====== SOURCE PASSAGE

Why would I need endodontic treatment?
The pulp (nerve) inside your tooth can become inflamed or infected. This may be a result of decay, fracture or traumatic injury to the tooth. When the tooth is this severely damaged, the only alternative to endodontic treatment is the removal of the tooth. To restore chewing function and to prevent adjacent teeth from shifting, the removed tooth must be replaced with an implant or bridge. This requires surgery or dental procedures on adjacent healthy teeth and can be far more costly and time consuming than endodontic treatment and restoration of the natural tooth.
The list below was created to help the patient prepare for their appointment:
- Please have your current insurance information with you before your appointment.
- Pre-medicate, if you normally do before dental appointments.
- Do not alter eating habits.
- Please bring any X-rays and/or referral card that you may have.
- Contact the office for information on payment requirements before your visit.
- You can also save time by downloading, completing and bringing the required patient forms from our website. You can find these on the ‘Patient Forms’ page.

============

REQUIRED WORK:
(1) Reproduce the endodontic treatment passage between "The list below" and "before your appointment.", inclusive.
(2) Decide whether each statement below agrees with the endodontic treatment passage, answering yes or no and quoting the words that settle it: (a) When a tooth is severely damaged, removing it is the only alternative to endodontic treatment. (b) Patients are advised to change their eating habits before the appointment. (c) The required patient forms are located on the ‘Patient Forms’ page.
(3) Write what comes next in the endodontic treatment passage, following its last sentence.

====== SUPPLIED ENTRIES

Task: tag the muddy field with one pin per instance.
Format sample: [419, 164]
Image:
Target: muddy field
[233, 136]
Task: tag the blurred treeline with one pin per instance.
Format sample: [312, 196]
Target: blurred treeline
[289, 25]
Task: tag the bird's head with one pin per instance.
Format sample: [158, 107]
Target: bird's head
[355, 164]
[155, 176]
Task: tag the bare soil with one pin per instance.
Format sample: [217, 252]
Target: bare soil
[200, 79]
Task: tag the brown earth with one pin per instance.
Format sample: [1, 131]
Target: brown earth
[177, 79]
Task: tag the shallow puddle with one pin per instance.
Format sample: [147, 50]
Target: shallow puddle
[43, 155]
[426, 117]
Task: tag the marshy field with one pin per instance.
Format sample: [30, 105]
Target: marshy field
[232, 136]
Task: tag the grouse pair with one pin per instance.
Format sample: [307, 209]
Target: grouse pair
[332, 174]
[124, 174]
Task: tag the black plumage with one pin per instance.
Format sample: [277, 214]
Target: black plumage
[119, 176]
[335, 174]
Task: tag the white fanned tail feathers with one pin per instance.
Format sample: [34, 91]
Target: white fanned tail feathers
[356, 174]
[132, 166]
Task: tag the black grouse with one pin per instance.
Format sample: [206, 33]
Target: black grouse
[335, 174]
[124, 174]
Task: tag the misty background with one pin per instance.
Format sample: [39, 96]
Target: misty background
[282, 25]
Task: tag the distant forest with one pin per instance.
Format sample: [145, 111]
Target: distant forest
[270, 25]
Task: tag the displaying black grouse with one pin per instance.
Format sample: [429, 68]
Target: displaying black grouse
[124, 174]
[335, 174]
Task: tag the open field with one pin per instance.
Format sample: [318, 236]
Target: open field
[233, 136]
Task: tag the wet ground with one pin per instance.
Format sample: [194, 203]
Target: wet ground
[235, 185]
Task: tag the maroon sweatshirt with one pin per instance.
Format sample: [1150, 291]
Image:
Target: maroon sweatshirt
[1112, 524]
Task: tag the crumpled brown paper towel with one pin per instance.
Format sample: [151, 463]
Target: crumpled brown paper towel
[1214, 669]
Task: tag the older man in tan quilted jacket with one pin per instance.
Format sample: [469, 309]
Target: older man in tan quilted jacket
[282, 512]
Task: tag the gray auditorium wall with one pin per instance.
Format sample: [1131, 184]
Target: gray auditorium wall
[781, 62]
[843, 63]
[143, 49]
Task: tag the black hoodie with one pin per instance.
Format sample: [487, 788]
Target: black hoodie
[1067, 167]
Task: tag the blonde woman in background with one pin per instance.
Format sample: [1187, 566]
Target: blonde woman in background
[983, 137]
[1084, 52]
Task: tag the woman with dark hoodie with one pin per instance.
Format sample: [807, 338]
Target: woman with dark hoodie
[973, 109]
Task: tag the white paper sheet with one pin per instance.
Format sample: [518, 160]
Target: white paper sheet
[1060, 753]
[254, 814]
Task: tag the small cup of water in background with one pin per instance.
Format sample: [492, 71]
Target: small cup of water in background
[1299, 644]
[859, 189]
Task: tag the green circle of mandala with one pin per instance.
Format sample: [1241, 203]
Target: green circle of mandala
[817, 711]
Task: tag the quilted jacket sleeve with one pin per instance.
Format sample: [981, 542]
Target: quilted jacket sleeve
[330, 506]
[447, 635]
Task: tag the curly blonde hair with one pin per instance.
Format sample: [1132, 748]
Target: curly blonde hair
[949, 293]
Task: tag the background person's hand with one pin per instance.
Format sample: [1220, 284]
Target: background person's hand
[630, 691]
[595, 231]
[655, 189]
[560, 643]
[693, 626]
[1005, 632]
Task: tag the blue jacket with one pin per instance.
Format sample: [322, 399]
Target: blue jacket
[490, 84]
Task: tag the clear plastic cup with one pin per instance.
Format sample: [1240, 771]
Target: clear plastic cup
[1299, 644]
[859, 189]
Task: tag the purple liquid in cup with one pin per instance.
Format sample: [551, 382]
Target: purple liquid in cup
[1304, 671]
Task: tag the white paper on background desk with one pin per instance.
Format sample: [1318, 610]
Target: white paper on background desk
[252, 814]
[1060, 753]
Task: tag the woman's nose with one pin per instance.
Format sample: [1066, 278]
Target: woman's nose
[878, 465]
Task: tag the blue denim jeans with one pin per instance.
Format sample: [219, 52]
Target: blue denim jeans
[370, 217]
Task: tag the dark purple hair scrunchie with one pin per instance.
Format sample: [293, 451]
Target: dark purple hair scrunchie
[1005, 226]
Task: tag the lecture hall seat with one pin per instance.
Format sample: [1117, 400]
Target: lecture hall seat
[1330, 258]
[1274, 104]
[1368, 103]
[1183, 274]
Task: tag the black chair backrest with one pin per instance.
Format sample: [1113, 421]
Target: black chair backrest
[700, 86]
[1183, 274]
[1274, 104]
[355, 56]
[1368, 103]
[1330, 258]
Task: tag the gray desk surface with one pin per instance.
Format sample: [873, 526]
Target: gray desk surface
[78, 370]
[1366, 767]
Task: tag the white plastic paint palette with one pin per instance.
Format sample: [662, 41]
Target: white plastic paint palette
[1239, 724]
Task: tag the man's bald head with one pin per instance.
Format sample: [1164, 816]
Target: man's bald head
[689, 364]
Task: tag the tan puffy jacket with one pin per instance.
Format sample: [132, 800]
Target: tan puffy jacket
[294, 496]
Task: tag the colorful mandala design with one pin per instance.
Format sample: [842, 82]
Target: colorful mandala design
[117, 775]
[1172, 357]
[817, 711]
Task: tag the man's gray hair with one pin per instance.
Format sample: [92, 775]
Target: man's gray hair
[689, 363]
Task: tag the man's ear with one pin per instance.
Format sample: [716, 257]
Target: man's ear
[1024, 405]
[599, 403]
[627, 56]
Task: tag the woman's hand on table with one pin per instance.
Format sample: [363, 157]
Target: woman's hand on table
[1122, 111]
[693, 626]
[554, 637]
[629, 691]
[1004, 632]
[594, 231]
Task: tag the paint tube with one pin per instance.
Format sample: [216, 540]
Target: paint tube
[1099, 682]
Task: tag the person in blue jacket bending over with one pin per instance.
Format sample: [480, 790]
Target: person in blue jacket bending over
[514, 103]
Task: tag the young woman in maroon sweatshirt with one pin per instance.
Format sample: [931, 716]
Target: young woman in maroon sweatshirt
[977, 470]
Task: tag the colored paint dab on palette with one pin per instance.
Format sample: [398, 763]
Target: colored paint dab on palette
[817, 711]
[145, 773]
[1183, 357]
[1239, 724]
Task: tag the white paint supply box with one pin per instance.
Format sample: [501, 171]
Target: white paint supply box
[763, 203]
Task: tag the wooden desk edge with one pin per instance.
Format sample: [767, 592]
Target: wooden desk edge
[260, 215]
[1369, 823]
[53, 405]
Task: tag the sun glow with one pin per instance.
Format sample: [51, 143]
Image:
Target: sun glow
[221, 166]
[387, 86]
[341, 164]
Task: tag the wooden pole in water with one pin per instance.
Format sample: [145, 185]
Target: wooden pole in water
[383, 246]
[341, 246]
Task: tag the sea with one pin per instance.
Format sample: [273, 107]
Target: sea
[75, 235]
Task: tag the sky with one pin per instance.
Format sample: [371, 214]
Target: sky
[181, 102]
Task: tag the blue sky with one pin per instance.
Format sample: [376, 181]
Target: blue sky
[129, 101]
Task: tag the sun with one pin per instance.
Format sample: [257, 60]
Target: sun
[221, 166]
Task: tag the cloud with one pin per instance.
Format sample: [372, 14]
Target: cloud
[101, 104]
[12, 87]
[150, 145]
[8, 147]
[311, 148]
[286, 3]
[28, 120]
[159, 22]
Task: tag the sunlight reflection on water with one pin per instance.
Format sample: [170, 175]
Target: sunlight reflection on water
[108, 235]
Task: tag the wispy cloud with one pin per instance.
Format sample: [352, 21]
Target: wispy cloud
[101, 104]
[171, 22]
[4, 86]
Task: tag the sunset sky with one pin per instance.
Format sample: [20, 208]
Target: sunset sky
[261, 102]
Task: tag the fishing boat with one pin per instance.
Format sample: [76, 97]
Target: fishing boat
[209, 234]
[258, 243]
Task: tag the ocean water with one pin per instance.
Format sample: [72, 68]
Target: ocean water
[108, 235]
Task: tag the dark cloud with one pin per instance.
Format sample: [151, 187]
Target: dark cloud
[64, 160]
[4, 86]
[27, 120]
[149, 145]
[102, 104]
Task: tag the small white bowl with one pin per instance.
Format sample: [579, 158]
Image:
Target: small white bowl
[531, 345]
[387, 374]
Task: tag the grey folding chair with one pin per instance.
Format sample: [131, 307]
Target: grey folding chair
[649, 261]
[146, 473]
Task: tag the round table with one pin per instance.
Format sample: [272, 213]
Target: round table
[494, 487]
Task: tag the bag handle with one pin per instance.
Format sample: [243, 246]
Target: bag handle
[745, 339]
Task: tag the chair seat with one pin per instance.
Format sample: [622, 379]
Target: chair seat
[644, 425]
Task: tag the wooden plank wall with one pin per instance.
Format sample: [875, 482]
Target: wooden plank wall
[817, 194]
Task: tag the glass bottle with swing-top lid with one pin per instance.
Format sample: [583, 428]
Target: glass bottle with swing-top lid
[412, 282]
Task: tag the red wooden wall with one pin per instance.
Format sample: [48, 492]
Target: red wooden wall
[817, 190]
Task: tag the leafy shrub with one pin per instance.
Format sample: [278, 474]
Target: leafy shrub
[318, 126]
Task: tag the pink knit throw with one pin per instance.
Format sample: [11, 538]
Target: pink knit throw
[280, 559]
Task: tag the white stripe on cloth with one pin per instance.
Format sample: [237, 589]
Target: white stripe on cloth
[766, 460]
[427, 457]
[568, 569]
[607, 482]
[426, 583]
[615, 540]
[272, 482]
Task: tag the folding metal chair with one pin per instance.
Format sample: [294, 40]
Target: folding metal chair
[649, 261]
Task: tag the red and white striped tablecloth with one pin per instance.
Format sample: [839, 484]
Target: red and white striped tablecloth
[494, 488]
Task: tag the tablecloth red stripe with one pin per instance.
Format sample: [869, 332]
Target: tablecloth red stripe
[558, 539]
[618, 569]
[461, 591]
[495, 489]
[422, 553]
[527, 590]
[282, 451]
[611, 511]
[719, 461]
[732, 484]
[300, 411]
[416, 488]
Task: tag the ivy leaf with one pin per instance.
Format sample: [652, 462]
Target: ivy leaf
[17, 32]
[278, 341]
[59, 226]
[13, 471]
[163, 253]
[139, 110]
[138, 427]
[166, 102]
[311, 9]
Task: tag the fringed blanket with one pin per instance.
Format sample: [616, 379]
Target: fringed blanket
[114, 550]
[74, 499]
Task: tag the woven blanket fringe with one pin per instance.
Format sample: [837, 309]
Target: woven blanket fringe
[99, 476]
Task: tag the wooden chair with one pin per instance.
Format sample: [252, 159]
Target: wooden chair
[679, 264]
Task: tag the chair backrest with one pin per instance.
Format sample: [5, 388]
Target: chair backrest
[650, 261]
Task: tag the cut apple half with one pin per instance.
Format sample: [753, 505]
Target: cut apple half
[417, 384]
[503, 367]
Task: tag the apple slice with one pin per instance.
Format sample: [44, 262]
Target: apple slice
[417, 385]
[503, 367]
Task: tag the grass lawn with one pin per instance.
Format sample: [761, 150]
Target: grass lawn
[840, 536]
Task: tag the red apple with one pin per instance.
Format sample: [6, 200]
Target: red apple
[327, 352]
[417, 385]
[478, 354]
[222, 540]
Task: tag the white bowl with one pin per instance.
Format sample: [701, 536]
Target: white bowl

============

ACTIVITY ANSWERS:
(1)
The list below was created to help the patient prepare for their appointment:
- Please have your current insurance information with you before your appointment.

(2)
(a) Yes: "When the tooth is this severely damaged, the only alternative to endodontic treatment is the removal of the tooth."
(b) No: "Do not alter eating habits."
(c) Yes: "You can find these on the ‘Patient Forms’ page."

(3)
Many endodontic procedures are performed to relieve the pain of toothaches caused by inflammation or infection. With modern techniques and anesthetics, most patients report that they are comfortable during the procedure.
For the first few days after treatment, your tooth may feel sensitive, especially if there were pain or infection before the procedure. This discomfort can be relieved with over-the-counter or prescription medications. Follow your endodontist’s instructions carefully.
Your tooth may continue to feel slightly different from your other teeth for some time after your endodontic treatment is completed. However, if you have severe pain or pressure, or pain that lasts more than a few days, call your endodontist.